WHAT YOU WILL DO
A. Decide whether each statement agrees with the passage on reports of Omar's death, answering yes or no and quoting the exact words of the passage that settle it: (i) Hashemi confirmed that Omar was dead. (ii) The Taliban denied speculation about Omar's death twice in 2011. (iii) The Taliban biography of Omar appeared on a Taliban website.
B. According to the passage on reports of Omar's death, what did the statement attributed to Omar two weeks earlier say he backed?
C. Carry on the passage on reports of Omar's death, starting right after its final sentence.

SOURCE
Zafar Hashemi, deputy spokesman for Afghan President Ashraf Ghani, told reporters Wednesday that the government is aware of the reports, but that it could not confirm them.
“We’re still in the process of assessing those reports, and as soon as we get any more accurate information or authentication,” the government will announce it, Hashemi said.
The BBC and the Wall Street Journal reported earlier Wednesday that unnamed sources in Afghanistan were saying the reclusive Islamist militant leader was dead.
Omar’s death has long been rumored, yet always dismissed by the Taliban. Twice in 2011, the Taliban denied speculation that he had been killed.
Earlier this year, the Taliban published a “biography” of the reclusive Afghan leader, saying he was still in charge. The piece appeared on a Taliban website. The goal of the biography, experts said, was to dispel rumors that he died, possibly years ago.
And just two weeks ago, the Taliban released a statement attributed to Omar, saying he backed peace talks between the Taliban and the Afghan government.
Omar, once a rural Islamic cleric, created the Taliban — the plural of the Pashto word for student — in the 1990s in the wake of the Soviet Union’s withdrawal from the country, aiming to impose Islamic law on Afghanistan and remove foreign influence from the country. The Taliban eventually swept across the nation.

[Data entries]
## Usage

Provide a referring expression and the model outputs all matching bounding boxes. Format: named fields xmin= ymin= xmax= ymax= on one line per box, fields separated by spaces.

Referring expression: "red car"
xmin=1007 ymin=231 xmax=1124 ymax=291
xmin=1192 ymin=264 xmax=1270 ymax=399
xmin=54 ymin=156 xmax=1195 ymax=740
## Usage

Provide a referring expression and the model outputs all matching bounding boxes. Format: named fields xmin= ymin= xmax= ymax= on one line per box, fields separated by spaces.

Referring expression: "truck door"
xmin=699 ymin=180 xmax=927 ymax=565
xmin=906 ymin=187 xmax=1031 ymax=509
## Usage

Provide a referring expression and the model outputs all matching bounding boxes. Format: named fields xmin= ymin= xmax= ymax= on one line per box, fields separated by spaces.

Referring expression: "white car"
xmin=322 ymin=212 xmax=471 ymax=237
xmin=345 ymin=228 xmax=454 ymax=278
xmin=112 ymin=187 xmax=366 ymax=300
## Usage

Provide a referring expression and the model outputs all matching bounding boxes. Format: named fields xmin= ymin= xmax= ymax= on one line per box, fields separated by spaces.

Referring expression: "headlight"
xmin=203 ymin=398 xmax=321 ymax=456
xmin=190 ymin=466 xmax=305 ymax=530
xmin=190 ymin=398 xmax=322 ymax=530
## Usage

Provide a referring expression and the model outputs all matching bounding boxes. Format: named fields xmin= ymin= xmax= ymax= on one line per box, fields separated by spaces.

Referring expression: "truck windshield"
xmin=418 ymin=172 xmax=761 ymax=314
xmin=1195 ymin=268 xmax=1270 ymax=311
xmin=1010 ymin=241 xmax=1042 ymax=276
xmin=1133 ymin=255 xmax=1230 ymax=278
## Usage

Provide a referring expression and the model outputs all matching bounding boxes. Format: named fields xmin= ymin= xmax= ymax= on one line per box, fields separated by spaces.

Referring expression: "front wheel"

THE ANSWERS
A.
(i) No: "the government is aware of the reports, but that it could not confirm them."
(ii) Yes: "Twice in 2011, the Taliban denied speculation that he had been killed."
(iii) Yes: "The piece appeared on a Taliban website."

B. Peace talks between the Taliban and the Afghan government.

C.
With most of the country under Taliban control, he set himself the goal of transforming Afghanistan into the purest Islamic state in the world, declaring himself Amir-ul-Momineen, or head of the Muslims.
He was Afghanistan’s de facto leader from 1996 until late 2001, when a U.S.-led coalition invaded and booted the Taliban from power for refusing to hand over Osama bin Laden after the 9/11 terror attacks.
That led to a Taliban insurgency that continues to this day, even as U.S. and other NATO troops are drawing down their numbers in Afghanistan.
The U.S. combat mission in Afghanistan ended last year, leaving the Afghan military to lead the fight against the Taliban. The thousands of NATO troops that remain in Afghanistan are there in a training and support role.
The U.S. government offered a reward of up to $10 million for information leading to Omar’s capture.